-- Text shown start --

My husband died early in the morning on May 28, 2012. He had been breathing heavily all night. I lay next to him for a while, but then moved to the chair, worried that I was bothering him, worried that he needed room, to breath, to be…to die.

It’s the strangest thing, you go to hospice knowing you are there because someone is going to die. But, truthfully? I didn’t understand that he was going to die there, on that day, on that morning. If I had, I wouldn’t have left his side for a second. But my mind could not make the leap from “before” to “after”.

It has taken an entire year, navigating this stoney path of loss, for my mind to grasp it. No wonder I am tired. My psyche has been working hard, and there’s no one here to massage my feet. I’m the only left walking the dog, a dog that we used to walk together. Every day. We’d walk, talk, hold hands, critique our neighbors’ gardens, discuss what we were going to plant in our own…

So I often think about him when I am walking. I think about his hands, and how I miss them. How I miss him. And sometimes I think back to his last day. How, after he died, I left the room for a while. In shock. I don’t even remember where I went. When I returned, they had folded his hands across his chest. They looked so perfect, as if they’d been carved out of marble. I remember thinking that maybe I should take a photo, so I would never forget.

But some things are sacred. Too sacred to be photographed. Some too sacred even to be to talked, or written about.

And why would I need a photo? The image is etched in my heart. Me, looking at him, touching his hands, one last time, as if captured by the great artist above, the day that my world turned to stone, my husband’s beautiful hands never again to touch my back, my feet, my face, his hands never again to open a jar, or soften one of life’s many blows.

Miles away….

Dearest followers, many a post have I started, yet I can’t seem to finish any of them. Maybe because I like to tie my tales up in a bow, and at least attempt to bring a nice conclusion to my mind’s rumblings, er, ramblings – and these days I can’t seem to wrap anything up. I will be honest and admit that lately I prefer to play games like Candy Crush and Fairway Solitaire on my ipad, rather than complete an emotionally-driven thought. I play these games over and over and over.

It’s a self-protection mechanism, and an avoidance tactic. I recognize it for what it is. Because if there is one thing I have learned in this past year, it’s that my mind is extremely powerful. It rules the roost around here, and when it tells me it needs an escape, you better believe I listen. I know it might sound strange to keep separating my mind from the rest of my little old self, but I think some people tend to be ruled by emotion, some are ruled by their bodies and desires, and some of us are ruled by our minds. Like I said, in this house, the “noodle” is in charge.

Now, I’m not going to debate whether this is a good thing, or a bad thing. That’s a post for another time, it’s just an observation about what I have been doing, and why I haven’t been writing, and how my mind is trying to steer miles clear of the pain point coming my way, the unavoidable fact, that in one month, on May 28th, it will be one year since my husband died.

Me and my mind, we’re just not sure what to make of this. That much is clear.

I have been feeling pretty good. I recently attended a wonderful retreat for people who have lost a spouse. In addition to playing games on my ipad, I’ve also been gardening, re-seeding the lawn, taking the dog to the park. I’ve been “busy”, ya’ know? I haven’t been stirring the emotional pot. Am I in denial? I really don’t know. I have a month to go, my mind is starting to tire of games, my heart is getting restless, and reality is coming knocking. Many people say that the actual day isn’t as difficult as the build-up to the day. I say, TBD. TBD.

In the meantime, if any of you are so inclined, let me know which half-completed thought you’d like me to try and finish: the one about Uncle Jim’s Worm Farm, the one that references “The Man Who Mistook His Wife for a Hat”, the one titled “Touch and Go”, or the most recent one about Parallel Paths…

Yeah, I know, everyone’s going to want to hear about the worm farm.

-- Text shown end --

■ **Given exercise 1**: Pick out every line of the records that contains the string "poster".

-- Available data start --

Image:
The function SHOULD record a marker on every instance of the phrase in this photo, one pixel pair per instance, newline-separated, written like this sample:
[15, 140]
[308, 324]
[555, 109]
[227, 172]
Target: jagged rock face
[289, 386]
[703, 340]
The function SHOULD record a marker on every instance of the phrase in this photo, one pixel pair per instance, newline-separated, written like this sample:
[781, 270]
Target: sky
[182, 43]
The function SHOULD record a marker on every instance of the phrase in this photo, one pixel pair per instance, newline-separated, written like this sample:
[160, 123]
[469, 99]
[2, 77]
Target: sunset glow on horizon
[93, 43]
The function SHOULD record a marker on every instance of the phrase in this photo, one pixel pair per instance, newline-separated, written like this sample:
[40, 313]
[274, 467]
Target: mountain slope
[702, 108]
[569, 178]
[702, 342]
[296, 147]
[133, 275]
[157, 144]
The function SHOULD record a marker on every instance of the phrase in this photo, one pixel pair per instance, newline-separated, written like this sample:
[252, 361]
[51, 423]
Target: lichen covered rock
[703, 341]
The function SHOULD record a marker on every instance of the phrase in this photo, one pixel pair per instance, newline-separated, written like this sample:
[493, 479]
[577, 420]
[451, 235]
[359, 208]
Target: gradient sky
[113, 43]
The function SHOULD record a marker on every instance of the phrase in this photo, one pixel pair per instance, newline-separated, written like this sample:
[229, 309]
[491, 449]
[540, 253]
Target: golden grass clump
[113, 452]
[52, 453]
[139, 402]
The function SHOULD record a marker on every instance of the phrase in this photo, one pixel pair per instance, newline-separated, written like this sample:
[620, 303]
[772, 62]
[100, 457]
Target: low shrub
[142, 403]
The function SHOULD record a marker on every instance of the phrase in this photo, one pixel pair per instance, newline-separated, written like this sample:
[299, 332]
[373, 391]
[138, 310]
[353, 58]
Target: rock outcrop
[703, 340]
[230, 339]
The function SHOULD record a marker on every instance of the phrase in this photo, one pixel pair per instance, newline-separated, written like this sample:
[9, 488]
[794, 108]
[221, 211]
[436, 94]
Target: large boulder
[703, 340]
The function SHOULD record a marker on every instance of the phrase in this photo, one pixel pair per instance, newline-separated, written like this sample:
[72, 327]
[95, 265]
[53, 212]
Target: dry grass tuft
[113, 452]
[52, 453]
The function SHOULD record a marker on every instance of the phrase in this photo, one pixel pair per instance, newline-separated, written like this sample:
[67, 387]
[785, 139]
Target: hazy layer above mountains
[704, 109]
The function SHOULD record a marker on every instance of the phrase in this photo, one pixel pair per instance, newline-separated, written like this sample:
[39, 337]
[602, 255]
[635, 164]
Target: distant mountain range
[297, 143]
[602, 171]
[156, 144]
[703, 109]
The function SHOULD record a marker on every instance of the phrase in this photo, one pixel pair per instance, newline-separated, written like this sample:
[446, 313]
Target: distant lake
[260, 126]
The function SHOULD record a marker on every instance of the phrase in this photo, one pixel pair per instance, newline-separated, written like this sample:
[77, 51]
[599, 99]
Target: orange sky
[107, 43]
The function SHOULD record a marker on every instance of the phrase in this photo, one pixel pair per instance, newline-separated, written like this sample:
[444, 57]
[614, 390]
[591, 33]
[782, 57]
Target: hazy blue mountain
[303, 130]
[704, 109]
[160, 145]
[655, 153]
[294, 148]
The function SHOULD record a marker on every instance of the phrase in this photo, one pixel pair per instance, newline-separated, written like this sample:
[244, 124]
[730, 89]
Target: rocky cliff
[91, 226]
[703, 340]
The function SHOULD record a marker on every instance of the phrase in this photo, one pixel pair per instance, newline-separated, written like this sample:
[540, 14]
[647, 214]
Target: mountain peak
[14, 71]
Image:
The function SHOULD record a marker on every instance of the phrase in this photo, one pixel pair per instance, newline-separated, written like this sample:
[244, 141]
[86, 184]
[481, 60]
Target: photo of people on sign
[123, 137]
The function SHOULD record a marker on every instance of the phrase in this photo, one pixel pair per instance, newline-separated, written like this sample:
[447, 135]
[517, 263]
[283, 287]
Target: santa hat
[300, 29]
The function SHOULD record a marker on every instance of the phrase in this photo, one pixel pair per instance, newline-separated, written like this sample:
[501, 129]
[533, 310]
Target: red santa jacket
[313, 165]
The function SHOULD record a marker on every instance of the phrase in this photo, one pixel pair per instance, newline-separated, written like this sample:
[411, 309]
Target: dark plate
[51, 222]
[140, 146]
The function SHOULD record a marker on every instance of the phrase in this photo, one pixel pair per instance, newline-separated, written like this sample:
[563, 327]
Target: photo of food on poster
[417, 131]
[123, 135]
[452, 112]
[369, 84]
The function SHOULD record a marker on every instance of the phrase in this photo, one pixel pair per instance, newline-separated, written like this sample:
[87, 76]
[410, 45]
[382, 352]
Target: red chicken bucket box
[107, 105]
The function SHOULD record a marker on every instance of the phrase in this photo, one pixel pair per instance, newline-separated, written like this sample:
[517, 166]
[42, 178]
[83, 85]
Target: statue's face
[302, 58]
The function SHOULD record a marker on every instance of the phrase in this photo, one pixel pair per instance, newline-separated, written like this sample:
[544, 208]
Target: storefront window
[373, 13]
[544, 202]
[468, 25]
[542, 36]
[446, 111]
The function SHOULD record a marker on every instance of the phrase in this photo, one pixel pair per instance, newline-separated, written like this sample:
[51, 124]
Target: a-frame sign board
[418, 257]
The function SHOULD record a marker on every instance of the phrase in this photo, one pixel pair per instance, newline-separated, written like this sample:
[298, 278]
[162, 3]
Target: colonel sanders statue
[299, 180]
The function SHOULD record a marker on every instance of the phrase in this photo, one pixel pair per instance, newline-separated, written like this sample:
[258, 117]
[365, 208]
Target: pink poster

-- Available data end --

■ **Given exercise 2**: List each half-completed post that the writer of the piece on the year after a husband's death offers to finish.

■ **Final result 1**:
Target: photo of food on poster
Target: pink poster

■ **Final result 2**:
- The one about Uncle Jim's Worm Farm
- The one that references "The Man Who Mistook His Wife for a Hat"
- The one titled "Touch and Go"
- The most recent one, about Parallel Paths